• _Task goal_:
Show each line in the records below that contains the string "sleeve". Case matters.

==== Input rows ====

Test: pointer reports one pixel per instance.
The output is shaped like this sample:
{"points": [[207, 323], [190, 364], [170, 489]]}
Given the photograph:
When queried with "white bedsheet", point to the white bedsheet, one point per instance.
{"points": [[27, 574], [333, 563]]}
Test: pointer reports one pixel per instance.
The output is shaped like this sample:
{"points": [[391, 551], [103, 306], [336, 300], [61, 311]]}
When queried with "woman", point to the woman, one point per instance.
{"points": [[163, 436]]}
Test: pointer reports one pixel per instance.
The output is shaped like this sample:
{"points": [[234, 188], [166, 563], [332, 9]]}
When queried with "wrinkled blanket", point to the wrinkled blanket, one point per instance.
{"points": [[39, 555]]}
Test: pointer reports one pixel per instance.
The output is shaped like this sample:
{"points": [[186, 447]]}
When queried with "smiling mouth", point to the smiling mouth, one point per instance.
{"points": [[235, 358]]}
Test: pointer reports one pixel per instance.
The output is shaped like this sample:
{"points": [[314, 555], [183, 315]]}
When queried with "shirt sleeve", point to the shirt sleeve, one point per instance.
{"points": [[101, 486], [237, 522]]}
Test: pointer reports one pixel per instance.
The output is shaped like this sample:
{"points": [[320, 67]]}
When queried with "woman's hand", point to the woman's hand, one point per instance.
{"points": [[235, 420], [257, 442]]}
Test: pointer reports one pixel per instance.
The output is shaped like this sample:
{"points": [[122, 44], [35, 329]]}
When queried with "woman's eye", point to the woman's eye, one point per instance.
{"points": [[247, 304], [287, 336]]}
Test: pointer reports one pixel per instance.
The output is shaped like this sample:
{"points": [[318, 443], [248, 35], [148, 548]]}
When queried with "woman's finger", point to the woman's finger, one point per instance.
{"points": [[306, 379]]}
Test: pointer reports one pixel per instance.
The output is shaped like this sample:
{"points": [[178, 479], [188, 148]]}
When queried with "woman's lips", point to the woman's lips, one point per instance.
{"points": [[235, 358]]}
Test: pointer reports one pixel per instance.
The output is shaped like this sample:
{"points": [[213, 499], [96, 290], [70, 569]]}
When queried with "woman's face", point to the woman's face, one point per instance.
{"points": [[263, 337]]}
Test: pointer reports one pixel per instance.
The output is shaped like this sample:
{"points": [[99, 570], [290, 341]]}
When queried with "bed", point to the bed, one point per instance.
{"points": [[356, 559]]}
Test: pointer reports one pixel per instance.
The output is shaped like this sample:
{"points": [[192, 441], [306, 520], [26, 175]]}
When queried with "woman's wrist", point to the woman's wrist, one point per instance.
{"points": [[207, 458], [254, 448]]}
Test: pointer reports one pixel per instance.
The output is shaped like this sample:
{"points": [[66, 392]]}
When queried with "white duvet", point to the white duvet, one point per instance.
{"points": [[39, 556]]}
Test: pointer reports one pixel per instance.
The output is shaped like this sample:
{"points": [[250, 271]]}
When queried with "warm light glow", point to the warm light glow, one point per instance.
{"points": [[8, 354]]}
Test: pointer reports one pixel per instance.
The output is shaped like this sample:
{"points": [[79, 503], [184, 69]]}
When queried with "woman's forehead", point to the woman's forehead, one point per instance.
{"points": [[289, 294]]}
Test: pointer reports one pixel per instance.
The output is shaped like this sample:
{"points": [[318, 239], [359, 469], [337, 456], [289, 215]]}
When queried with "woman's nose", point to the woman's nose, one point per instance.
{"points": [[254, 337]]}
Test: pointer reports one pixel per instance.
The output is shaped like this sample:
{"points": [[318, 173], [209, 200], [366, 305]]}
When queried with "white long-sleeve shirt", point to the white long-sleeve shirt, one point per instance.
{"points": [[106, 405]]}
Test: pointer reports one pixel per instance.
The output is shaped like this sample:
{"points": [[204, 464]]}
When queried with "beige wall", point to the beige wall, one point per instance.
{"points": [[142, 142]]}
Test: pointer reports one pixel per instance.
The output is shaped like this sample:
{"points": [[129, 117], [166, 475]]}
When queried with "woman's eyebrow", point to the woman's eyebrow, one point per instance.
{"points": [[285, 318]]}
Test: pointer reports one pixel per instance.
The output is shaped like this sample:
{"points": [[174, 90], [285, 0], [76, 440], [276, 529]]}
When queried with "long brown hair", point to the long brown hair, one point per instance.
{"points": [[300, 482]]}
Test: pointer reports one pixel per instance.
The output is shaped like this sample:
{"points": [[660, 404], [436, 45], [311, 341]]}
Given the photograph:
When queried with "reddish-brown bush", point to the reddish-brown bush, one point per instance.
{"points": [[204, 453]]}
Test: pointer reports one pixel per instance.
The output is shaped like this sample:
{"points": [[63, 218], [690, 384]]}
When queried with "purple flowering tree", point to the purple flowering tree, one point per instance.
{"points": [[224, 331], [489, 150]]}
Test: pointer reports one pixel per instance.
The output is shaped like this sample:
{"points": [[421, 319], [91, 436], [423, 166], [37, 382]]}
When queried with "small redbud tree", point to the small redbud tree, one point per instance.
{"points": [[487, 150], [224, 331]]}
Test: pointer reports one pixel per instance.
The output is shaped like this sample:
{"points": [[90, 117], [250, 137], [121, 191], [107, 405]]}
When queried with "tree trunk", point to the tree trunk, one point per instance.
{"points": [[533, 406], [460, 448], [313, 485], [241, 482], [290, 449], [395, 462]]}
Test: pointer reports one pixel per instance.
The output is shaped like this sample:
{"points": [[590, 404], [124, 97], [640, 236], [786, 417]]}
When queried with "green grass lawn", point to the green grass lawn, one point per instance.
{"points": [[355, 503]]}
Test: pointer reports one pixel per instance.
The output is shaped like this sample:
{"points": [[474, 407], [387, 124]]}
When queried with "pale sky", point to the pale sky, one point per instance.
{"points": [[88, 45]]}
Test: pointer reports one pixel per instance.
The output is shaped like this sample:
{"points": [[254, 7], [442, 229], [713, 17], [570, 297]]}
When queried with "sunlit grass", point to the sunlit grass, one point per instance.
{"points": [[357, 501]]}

====

• _Solution for this problem_:
When queried with "shirt sleeve", point to the shirt sleeve, one point per instance.
When queried with "white long-sleeve shirt", point to the white long-sleeve shirt, one point per instance.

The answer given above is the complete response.